Material shown ▸
◇ ◇ ◇ ◇ ◇ ◇ ◇

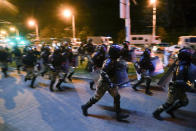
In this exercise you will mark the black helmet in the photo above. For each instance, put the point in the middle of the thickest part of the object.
(147, 52)
(29, 49)
(185, 55)
(126, 44)
(57, 49)
(114, 51)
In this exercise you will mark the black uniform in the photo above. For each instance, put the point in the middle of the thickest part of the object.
(145, 68)
(81, 52)
(98, 59)
(17, 57)
(45, 60)
(4, 59)
(177, 89)
(29, 61)
(56, 60)
(105, 83)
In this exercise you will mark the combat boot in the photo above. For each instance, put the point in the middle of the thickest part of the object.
(88, 105)
(51, 85)
(156, 114)
(137, 84)
(119, 115)
(58, 85)
(171, 110)
(70, 76)
(32, 82)
(4, 70)
(91, 85)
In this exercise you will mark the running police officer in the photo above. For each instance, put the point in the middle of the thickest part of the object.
(177, 88)
(106, 83)
(145, 68)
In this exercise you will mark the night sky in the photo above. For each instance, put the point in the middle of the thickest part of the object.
(102, 16)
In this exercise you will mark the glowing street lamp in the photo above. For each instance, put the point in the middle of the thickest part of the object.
(3, 32)
(67, 13)
(32, 23)
(154, 2)
(13, 29)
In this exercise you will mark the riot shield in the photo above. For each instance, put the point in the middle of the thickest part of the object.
(166, 78)
(121, 72)
(192, 73)
(158, 66)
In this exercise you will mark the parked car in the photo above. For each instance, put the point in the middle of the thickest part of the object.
(159, 48)
(75, 49)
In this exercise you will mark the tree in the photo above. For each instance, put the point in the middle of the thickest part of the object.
(84, 32)
(121, 36)
(162, 33)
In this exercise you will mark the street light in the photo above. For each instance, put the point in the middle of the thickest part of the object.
(3, 33)
(154, 2)
(32, 23)
(67, 13)
(13, 29)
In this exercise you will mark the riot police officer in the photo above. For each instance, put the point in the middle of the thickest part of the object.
(56, 60)
(98, 59)
(177, 88)
(89, 50)
(29, 61)
(18, 57)
(81, 52)
(145, 69)
(4, 59)
(106, 83)
(45, 59)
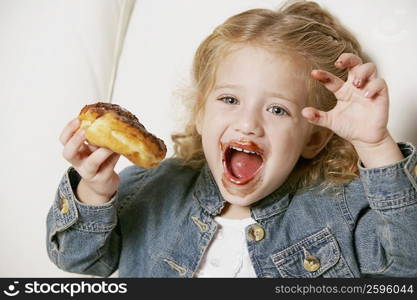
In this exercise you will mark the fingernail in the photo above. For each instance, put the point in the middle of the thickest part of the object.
(357, 82)
(81, 133)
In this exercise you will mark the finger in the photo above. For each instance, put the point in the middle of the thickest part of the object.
(330, 81)
(375, 87)
(107, 168)
(92, 163)
(72, 148)
(316, 117)
(361, 74)
(348, 60)
(69, 130)
(91, 147)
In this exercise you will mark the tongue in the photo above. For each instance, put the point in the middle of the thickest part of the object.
(244, 165)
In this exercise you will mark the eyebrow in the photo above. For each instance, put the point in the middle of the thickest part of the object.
(272, 94)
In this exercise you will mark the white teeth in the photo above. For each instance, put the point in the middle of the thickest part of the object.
(243, 150)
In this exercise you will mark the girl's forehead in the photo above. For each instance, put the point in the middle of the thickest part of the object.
(260, 68)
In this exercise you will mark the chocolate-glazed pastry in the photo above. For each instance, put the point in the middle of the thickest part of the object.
(111, 126)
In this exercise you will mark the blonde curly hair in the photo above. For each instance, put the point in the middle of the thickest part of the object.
(298, 28)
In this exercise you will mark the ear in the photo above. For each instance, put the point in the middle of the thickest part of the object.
(318, 139)
(199, 121)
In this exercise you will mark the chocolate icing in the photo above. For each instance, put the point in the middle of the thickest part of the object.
(125, 116)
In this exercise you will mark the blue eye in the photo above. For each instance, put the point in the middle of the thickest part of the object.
(229, 100)
(277, 110)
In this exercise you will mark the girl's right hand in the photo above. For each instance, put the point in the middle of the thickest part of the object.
(95, 165)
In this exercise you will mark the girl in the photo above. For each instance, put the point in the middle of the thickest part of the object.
(285, 169)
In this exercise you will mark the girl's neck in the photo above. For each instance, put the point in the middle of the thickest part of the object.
(233, 211)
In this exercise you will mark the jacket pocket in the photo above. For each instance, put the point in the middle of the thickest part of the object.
(314, 256)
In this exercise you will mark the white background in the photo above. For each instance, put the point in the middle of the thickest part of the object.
(56, 56)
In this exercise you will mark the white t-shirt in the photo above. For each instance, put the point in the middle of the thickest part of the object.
(227, 255)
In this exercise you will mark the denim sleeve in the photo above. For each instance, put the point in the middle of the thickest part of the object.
(82, 238)
(386, 230)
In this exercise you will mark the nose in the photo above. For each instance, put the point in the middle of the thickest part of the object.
(249, 123)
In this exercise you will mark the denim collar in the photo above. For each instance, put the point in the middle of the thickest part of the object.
(208, 195)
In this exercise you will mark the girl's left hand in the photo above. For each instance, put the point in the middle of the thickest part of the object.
(361, 113)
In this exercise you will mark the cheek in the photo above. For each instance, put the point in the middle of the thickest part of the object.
(287, 139)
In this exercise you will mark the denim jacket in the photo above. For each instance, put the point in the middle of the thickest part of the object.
(161, 221)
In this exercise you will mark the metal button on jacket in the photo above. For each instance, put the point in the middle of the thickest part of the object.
(256, 233)
(311, 263)
(64, 206)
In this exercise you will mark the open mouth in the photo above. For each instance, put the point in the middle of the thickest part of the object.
(242, 161)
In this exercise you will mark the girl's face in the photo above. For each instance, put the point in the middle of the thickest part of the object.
(252, 129)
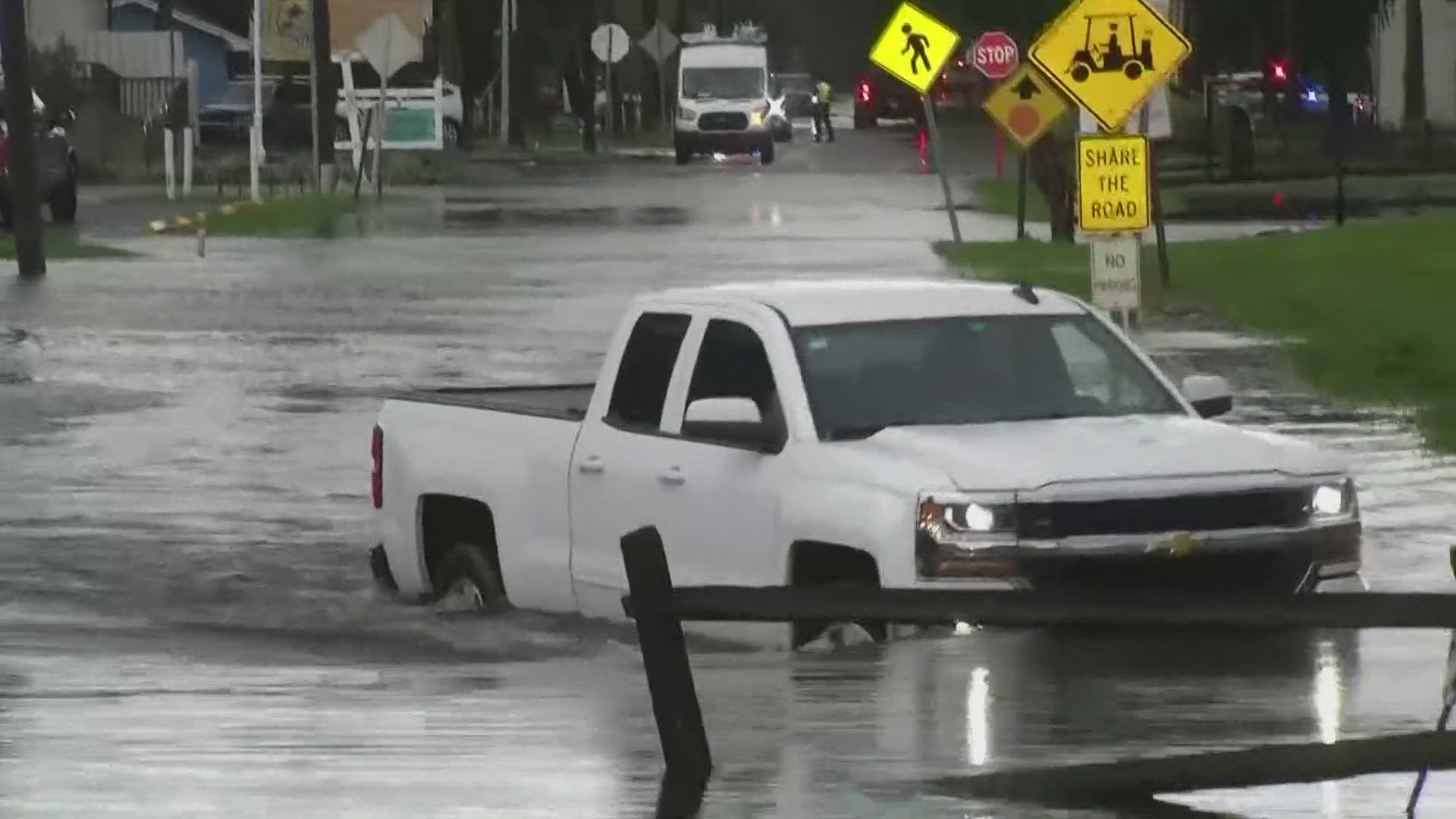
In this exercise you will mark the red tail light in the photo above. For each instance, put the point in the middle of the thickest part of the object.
(378, 474)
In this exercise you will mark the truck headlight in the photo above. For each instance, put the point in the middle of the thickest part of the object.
(1332, 502)
(963, 537)
(967, 521)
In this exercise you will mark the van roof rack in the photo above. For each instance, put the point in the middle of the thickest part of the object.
(746, 33)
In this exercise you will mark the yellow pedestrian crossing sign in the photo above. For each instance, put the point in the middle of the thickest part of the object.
(913, 47)
(1109, 55)
(1025, 104)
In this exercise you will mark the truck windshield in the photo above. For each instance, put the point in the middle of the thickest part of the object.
(862, 378)
(723, 83)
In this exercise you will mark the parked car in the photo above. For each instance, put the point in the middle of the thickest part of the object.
(881, 96)
(915, 435)
(229, 117)
(452, 110)
(55, 162)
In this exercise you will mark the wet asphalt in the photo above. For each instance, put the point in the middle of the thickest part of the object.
(188, 627)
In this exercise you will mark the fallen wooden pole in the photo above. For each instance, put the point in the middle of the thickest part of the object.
(1263, 765)
(660, 611)
(669, 678)
(783, 604)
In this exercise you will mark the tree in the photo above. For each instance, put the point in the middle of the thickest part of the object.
(1414, 77)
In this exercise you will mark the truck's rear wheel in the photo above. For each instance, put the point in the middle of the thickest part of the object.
(839, 632)
(833, 566)
(469, 580)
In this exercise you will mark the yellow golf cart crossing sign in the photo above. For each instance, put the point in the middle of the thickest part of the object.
(1025, 105)
(1112, 183)
(1109, 55)
(913, 47)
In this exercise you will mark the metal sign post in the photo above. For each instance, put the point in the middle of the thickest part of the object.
(1021, 194)
(255, 139)
(610, 44)
(940, 168)
(913, 49)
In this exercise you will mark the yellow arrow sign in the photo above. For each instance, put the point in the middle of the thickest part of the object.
(913, 47)
(1025, 105)
(1110, 55)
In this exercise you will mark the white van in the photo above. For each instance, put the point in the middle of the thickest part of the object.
(723, 95)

◇ ◇ ◇ ◇ ◇ ◇ ◇

Your task ▸
Restate the data above word for word. Skip every picture.

Exercise response ▸
In this exercise you will mark the black helmet in the photo above. For each instance, put the point in the middle of the thickest part of the object.
(147, 52)
(29, 49)
(185, 55)
(126, 44)
(57, 49)
(114, 51)
In this exercise you will mark the black uniform in the photo above. For each instance, put the point in the middle of the thickest part of the object.
(145, 68)
(81, 52)
(98, 59)
(17, 57)
(45, 60)
(4, 59)
(177, 89)
(29, 61)
(56, 60)
(105, 83)
In this exercise you will mark the combat boot in the photo above. For each instance, put the point in the middle of the thickest part of the object.
(88, 105)
(51, 85)
(156, 114)
(137, 84)
(119, 115)
(58, 85)
(171, 110)
(70, 76)
(32, 82)
(4, 70)
(91, 85)
In this exercise you will mark the running police officer in the photo above. For each instance, put the point in the middle of the thickest part of the object.
(177, 88)
(106, 83)
(145, 68)
In this exercise you will mark the night sky in the photo above. For each instance, put the point in the middle of the thickest part of the object.
(102, 16)
In this exercise you will mark the glowing street lamp in the photo above. For each instance, put the point in the middle of the thickest part of the object.
(3, 32)
(67, 13)
(32, 23)
(154, 2)
(13, 29)
In this exercise you will mark the riot shield in the photo above. For each instance, put the point in the middle of the thickest part of the object.
(166, 78)
(121, 72)
(192, 73)
(158, 66)
In this exercise you will mark the parked car in the photo above. For each instance, put the point in the middle of the thickest part of the object.
(159, 48)
(75, 49)
In this exercise you will mark the tree in the photo above. For each instance, put the point in the middle of the thickest part of the object.
(84, 32)
(121, 36)
(162, 33)
In this exercise you will mark the street light in the photo above. For each instance, put the point in the middle of the thickest part of the object.
(3, 33)
(154, 2)
(32, 23)
(67, 13)
(13, 29)
In this exercise you will mark the riot police officer in the photo above. For each instance, put the point in the middle of the thickest part of the object.
(56, 60)
(98, 59)
(177, 88)
(89, 50)
(29, 61)
(18, 57)
(81, 52)
(145, 69)
(4, 59)
(106, 83)
(45, 59)
In this exercise you will mark the fingernail in the photo above. For each instance, put the point in the middle of the thickest part of the object.
(357, 82)
(81, 133)
In this exercise you will mark the finger in the photo above. For each instance, put the point in the middle of the thickest part of the object.
(330, 81)
(375, 87)
(107, 168)
(92, 163)
(72, 148)
(316, 117)
(361, 74)
(348, 60)
(69, 130)
(91, 147)
In this exercise you will mark the tongue in the photo above. For each instance, put the point in the middle of the thickest part of the object.
(244, 165)
In this exercise you will mark the eyebrow in the photo above. For each instance, put the point in the middle of the thickest part of the object.
(272, 94)
In this exercise you will mark the white teeth in the photo above. For each instance, put the point in the middle of the thickest part of the object.
(243, 150)
In this exercise you will mark the girl's forehead in the photo above. For each instance, put the point in the middle of the thickest part of the object.
(260, 68)
In this exercise you will mark the chocolate-glazed pastry in the photo above. For each instance, put the point in the middle of the thickest part of the object.
(111, 126)
In this exercise you will mark the blonde curly hair in the photo above. For each instance, put the point in the middle of the thickest part of the object.
(298, 28)
In this exercise you will mark the ear in the photo above. For each instance, put the point in the middle of the thickest part of the object.
(318, 139)
(199, 121)
In this exercise you will mark the chocolate icing in the photo above. For each instance, put the point in the middle of the thickest part of the object.
(125, 116)
In this exercise you will mark the blue eye in the photo above. For each instance, put the point in the middle of the thickest part of the object.
(229, 100)
(277, 110)
In this exercise you will mark the girl's right hand in the photo above. For each instance, put the point in the middle of the thickest part of the object.
(95, 165)
In this exercise you will mark the girl in the photo above. For each instance, put the point in the middle of the thickest part of the object.
(285, 169)
In this exercise you will mark the girl's neck in the photo above. For each instance, put the point in the middle of the thickest part of the object.
(233, 211)
In this exercise you will mark the jacket pocket in the photo above. For each instance, put the point in the middle of the thickest part of the object.
(314, 256)
In this exercise you will mark the white background in the photo above. For each instance, put the point in the middle of the thickest part of the object.
(56, 56)
In this exercise you will mark the white t-shirt in the photo above. For each instance, put the point in the middle of the thickest part of the object.
(227, 255)
In this exercise you will mark the denim sleeve in the photo above. For each instance, put the point in the middle of the thickest part of the object.
(82, 238)
(386, 230)
In this exercise you will mark the nose in the photo above. For each instance, put the point in the middle of the thickest part of the object.
(249, 123)
In this exercise you will mark the denim collar in the photo above. For each instance, put the point in the middle of the thickest part of the object.
(208, 195)
In this exercise you will mark the girl's left hand in the photo above. For each instance, put the point in the middle of the thickest part of the object.
(361, 113)
In this exercise you will mark the cheek in the photo above. For each instance, put the point in the middle of the thickest part of the object.
(287, 139)
In this exercise you will mark the denim jacket in the photo above. For each instance, put the point in the middle of the thickest part of the object.
(161, 221)
In this exercise you will mark the metal button on jacket in the photo above. For each instance, put the point in the middle of the thickest part of the object.
(256, 233)
(311, 263)
(64, 206)
In this exercise you will mark the open mouth in the photo above. For each instance, put the point in the middle of the thickest part of the object.
(242, 161)
In this exercise you will mark the girl's face in the photo above. For each instance, put the point in the middle of the thickest part of the object.
(252, 129)
In this exercise you will mark the red tail light in the photo above. For each instance, put the point in the middle of the thickest part of the object.
(378, 474)
In this exercise you will mark the truck headlight in the photo above. For each instance, put the point in the middle of the thickest part of the object.
(1332, 502)
(963, 537)
(967, 521)
In this exercise you will mark the van roof rack in the photo above. For each instance, put the point in the middle of the thickest part of the object.
(746, 33)
In this exercise you will mark the yellow pedestrian crossing sign in the photo above. For each instance, put the point in the middle of the thickest part of the object.
(913, 47)
(1109, 55)
(1025, 104)
In this exercise you will mark the truck windshield in the photo above. For each instance, put the point in the middle of the thickest part of the object.
(862, 378)
(723, 83)
In this exercise you will mark the parked car in the photo above. For each instance, put the point in the middle of the thickest part of the object.
(881, 96)
(915, 435)
(229, 117)
(452, 110)
(55, 162)
In this exercise you will mark the wet asphalt in the photo above. For each instance, put the point in the middle of the thickest part of the object.
(188, 627)
In this exercise you will mark the fallen wooden pole in the photo above. For each instance, put the point in the middle of the thickest part of the object.
(1263, 765)
(660, 611)
(669, 678)
(783, 604)
In this exercise you will mark the tree in the photo above. For each instance, put the point in the middle of the thickest part of the object.
(1414, 77)
In this exercise you will mark the truck's rear wheel in the photo above. For each instance, put the point in the middle of the thickest part of the object.
(839, 632)
(833, 566)
(469, 580)
In this exercise you will mark the yellow golf cart crossing sign in the photo above. For each instance, put the point in the middle of the thickest part of the object.
(1025, 105)
(1112, 183)
(1109, 55)
(913, 47)
In this exercise you will mark the metal sign post in the photo above. For each instance, put the point in the middle of the thickest part of the object.
(1021, 194)
(255, 139)
(610, 44)
(940, 168)
(913, 49)
In this exercise you will mark the yellow arrow sign in the photo above. For each instance, put the point in the middle of the thickest part of the object.
(913, 47)
(1025, 105)
(1110, 55)
In this exercise you will mark the white van in the photo above. For each instance, put the point in the middle of the thickest part of the object.
(723, 95)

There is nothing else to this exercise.